FDA Files Permanent Injunction Against Minnesota Processor
The U.S. Food and Drug Administration on Friday filed for a permanent injunction against seafood processor Captain's Select Seafood of Minneapolis and two of its top officers for violating the Federal Food, Drug and Cosmetic Act.
The agency says the seafood processor has an extensive history of violating food-safety laws and Hazard Analysis Critical Control Point (HACCP) regulations. FDA officials say the company could put the public's health at risk by not having adequate plans to produce safe food.
"We simply can't allow a company to put the public's health at risk by not having adequate procedures and plans to produce safe food," says Margaret O'K. Glavin, associate commissioner for regulatory affairs. "Our warning letters should not be taken lightly. We will take action against companies and against their executives who violate the law and endanger public health."
The complaint was filed by the U.S. Department of Justice in the U.S. District Court for the District of Minnesota, following a February 2006 warning letter and other violations dating back to April 2004.
The FDA says no illnesses have been reported from Captain's Select Seafood products. The agency's HACCP regulations require that all seafood processors develop and implement adequate plans that identify all food-safety hazards that are likely to occur for each kind of seafood product, and contain preventative measures that the processor can implement to control those hazards.
Without adequate controls, products made by Captain's Select Seafood could harbor pathogenic bacteria, such as Staphylococcus aureus and Listeria monocytogenes, the FDA said in a press release. Food products with these kinds of pathogens can cause serious illnesses if consumed.

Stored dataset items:
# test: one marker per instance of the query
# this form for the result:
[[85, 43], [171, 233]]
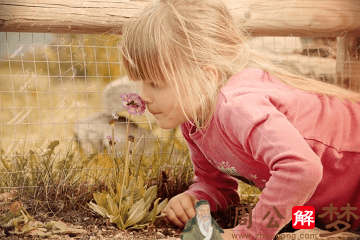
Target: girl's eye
[[153, 85]]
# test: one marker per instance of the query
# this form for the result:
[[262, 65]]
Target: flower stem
[[113, 150], [125, 173], [126, 170]]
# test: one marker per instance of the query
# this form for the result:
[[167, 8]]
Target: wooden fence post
[[347, 61]]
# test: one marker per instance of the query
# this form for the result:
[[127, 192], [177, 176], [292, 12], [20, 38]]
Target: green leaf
[[112, 207], [150, 193], [126, 204], [53, 144], [136, 213], [100, 210]]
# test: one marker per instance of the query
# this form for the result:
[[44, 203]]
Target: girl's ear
[[214, 72]]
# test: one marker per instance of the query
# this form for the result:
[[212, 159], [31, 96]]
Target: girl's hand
[[180, 209], [227, 235]]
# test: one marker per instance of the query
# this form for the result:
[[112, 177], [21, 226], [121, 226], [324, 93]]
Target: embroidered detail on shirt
[[253, 176], [226, 168]]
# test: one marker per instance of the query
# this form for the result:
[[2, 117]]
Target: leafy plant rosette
[[128, 205]]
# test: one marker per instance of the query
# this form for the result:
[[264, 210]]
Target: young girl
[[295, 138]]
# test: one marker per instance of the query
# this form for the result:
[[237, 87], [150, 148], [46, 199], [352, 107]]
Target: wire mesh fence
[[65, 87]]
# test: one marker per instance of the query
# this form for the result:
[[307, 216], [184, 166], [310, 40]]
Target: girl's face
[[162, 103]]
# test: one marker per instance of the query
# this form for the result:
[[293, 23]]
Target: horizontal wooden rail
[[318, 18]]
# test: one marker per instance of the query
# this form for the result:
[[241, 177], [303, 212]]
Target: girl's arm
[[210, 184], [255, 124]]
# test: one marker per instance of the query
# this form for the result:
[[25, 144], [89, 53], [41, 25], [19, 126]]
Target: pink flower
[[110, 140], [114, 118], [133, 103]]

# DIRECTIONS
Reproduce everything in the FDA injunction article from "The complaint was" down to "control those hazards.". Rely only on the FDA injunction article, not on the rows.

# ANSWER FOR THE TASK
The complaint was filed by the U.S. Department of Justice in the U.S. District Court for the District of Minnesota, following a February 2006 warning letter and other violations dating back to April 2004.
The FDA says no illnesses have been reported from Captain's Select Seafood products. The agency's HACCP regulations require that all seafood processors develop and implement adequate plans that identify all food-safety hazards that are likely to occur for each kind of seafood product, and contain preventative measures that the processor can implement to control those hazards.